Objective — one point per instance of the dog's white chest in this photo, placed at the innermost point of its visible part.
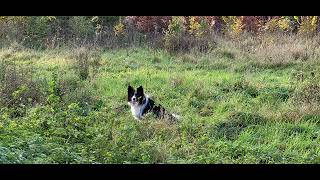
(136, 111)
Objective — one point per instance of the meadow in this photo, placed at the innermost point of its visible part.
(247, 101)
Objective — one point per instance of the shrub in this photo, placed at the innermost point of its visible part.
(82, 28)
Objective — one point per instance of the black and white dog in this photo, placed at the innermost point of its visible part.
(141, 104)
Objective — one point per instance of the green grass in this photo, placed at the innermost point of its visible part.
(233, 111)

= = = = = = =

TASK -> Recast every line of the entries above as a Markdown table with the columns Row and Entry line, numbering the rows and skipping blank lines. Leave the pictures out.

TASK RESULT ->
| Row | Entry line |
|---|---|
| 1 | Objective — one point per instance of the dog's white chest in this photo, placed at the innermost point of its visible part. |
| 2 | (136, 111) |
| 3 | Objective — one point per instance of the meadow in this photo, placed at the innermost point of its visible part. |
| 4 | (247, 101) |
| 5 | Objective — one point per instance of the shrub in this photo, placed at the innermost point of its visible part. |
| 6 | (82, 28) |
| 7 | Objective — one point per instance of the black and white dog in this photo, placed at the innermost point of its visible part. |
| 8 | (141, 104) |
| 9 | Objective — one point per instance of the green grass in this photo, placed at the innermost point of its visible part. |
| 10 | (233, 111) |